#### [Excerpted records]
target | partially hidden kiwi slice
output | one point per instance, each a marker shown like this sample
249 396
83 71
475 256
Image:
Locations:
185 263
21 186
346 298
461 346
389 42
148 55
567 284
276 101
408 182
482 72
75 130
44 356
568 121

#### [Instructions to follow]
Each line of the records should be repeated exactly as it stands.

#### [Finished task]
target | partially hidden kiwi slice
output | one point per instance, each a marker shown like this sample
249 396
83 71
475 256
Image:
Locations:
185 263
21 186
346 298
461 346
389 42
148 55
567 284
276 101
408 182
482 72
75 130
44 356
568 121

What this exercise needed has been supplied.